** BEGIN **

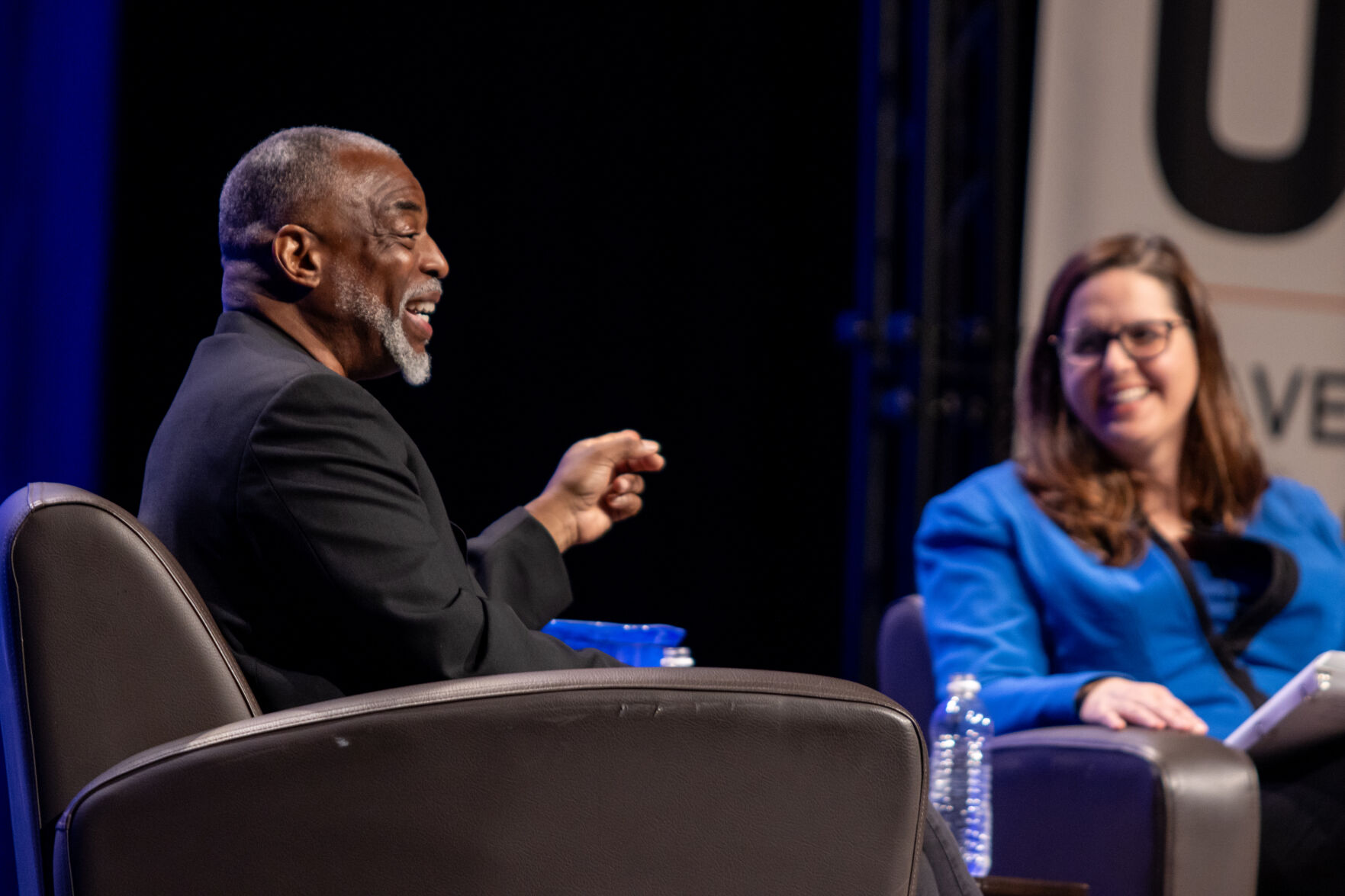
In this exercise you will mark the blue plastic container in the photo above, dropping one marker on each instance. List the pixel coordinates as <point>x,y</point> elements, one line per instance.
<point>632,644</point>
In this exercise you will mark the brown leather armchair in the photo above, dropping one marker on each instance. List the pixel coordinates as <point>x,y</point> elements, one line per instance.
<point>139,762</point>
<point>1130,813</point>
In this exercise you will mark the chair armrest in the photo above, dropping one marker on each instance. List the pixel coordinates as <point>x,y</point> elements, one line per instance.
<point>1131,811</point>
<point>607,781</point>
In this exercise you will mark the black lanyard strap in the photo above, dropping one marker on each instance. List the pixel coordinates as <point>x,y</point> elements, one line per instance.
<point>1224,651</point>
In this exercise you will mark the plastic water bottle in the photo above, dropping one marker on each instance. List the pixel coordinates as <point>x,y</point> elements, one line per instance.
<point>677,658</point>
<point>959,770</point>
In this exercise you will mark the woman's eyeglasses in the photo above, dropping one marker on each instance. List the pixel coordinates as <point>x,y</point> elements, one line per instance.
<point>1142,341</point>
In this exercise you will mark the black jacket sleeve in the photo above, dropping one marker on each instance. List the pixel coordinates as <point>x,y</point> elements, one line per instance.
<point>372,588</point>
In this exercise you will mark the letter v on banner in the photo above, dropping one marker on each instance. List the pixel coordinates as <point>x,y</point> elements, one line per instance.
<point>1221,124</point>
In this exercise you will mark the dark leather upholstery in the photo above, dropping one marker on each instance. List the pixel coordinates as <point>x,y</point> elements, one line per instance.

** END **
** BEGIN **

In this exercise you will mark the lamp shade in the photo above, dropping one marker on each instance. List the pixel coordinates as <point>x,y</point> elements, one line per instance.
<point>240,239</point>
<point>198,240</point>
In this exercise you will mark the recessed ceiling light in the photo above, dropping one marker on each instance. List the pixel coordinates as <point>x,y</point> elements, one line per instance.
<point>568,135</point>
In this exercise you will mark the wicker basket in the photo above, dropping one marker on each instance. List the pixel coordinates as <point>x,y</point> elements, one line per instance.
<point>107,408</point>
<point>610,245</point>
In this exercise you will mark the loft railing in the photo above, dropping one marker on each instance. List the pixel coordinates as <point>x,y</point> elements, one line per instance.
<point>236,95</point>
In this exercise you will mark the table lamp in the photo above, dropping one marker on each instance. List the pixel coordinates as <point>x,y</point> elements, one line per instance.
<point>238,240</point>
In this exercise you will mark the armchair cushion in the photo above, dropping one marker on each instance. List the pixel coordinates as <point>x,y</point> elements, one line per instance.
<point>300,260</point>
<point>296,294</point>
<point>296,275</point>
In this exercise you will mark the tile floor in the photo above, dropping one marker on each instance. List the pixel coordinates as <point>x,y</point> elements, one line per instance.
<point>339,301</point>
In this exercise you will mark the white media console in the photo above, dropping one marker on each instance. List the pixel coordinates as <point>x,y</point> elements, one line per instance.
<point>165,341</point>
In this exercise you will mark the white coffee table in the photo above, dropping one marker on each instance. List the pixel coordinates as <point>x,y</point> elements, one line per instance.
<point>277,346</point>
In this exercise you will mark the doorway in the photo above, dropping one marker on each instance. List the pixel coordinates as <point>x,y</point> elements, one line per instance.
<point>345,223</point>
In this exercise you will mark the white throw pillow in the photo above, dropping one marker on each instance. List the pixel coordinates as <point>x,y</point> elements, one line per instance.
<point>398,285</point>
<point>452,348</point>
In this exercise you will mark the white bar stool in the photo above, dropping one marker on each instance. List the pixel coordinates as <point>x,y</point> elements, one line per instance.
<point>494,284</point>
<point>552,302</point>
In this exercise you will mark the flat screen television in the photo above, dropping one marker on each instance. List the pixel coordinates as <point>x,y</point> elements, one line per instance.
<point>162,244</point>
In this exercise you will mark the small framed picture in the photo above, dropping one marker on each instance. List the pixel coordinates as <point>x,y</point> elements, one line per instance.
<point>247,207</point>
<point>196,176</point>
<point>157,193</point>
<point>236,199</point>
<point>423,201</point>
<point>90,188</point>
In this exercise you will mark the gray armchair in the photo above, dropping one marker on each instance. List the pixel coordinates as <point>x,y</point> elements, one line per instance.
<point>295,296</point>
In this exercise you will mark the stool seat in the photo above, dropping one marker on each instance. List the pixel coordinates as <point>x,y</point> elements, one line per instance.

** END **
** BEGIN **

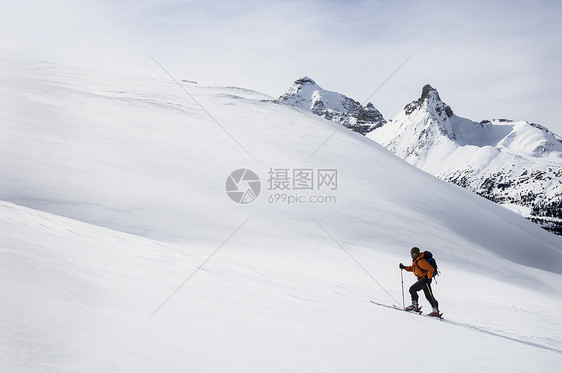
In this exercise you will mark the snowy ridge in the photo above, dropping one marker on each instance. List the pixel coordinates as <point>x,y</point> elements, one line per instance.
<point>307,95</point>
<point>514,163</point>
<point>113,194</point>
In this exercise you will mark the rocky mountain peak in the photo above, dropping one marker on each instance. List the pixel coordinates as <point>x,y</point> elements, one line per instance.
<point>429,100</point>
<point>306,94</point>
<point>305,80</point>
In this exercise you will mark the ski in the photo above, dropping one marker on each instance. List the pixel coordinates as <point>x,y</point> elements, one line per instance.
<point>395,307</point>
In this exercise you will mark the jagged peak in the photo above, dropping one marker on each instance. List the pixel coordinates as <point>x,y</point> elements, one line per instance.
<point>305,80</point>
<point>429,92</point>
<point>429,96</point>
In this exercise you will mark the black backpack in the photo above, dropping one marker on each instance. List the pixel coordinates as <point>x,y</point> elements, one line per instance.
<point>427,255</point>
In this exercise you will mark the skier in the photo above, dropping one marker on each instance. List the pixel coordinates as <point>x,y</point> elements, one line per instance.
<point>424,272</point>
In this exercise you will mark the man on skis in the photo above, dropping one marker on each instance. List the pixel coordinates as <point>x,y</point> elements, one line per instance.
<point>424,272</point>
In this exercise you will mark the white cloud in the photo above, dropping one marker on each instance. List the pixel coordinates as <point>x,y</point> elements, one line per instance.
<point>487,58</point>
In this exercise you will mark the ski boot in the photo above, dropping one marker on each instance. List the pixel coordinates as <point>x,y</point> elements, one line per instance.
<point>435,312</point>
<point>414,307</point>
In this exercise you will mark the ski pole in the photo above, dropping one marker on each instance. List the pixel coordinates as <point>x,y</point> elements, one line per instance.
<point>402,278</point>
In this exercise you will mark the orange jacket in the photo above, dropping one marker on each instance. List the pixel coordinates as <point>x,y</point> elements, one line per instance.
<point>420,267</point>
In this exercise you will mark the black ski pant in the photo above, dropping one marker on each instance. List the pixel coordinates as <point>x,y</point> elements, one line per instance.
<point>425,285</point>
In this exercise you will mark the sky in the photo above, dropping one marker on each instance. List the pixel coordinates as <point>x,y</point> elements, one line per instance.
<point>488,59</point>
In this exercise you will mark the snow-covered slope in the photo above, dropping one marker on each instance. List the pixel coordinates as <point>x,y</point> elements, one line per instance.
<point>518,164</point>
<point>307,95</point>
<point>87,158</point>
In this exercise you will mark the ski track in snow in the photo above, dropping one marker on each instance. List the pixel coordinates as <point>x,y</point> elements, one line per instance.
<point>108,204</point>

** END **

■ Stated task ■
Can you shift the points in the listing by rewriting every line from the line with "In this exercise you will mark the snow-covered" up to and including the line with "<point>108,204</point>"? Copy the other lines unchanged, and add 104 to both the x and the y value of each coordinate pair.

■ Output below ■
In this exercise you will mark the snow-covered slope in the photo above, dropping one marker on each instance. List the pixel coordinates as <point>x,y</point> elements, one line per instance.
<point>622,268</point>
<point>411,199</point>
<point>191,262</point>
In this exercise you will mark the ski track in snow in the photo above, dropping one marker on each instance. List the pixel coordinates as <point>x,y</point> elements, one line per instance.
<point>212,308</point>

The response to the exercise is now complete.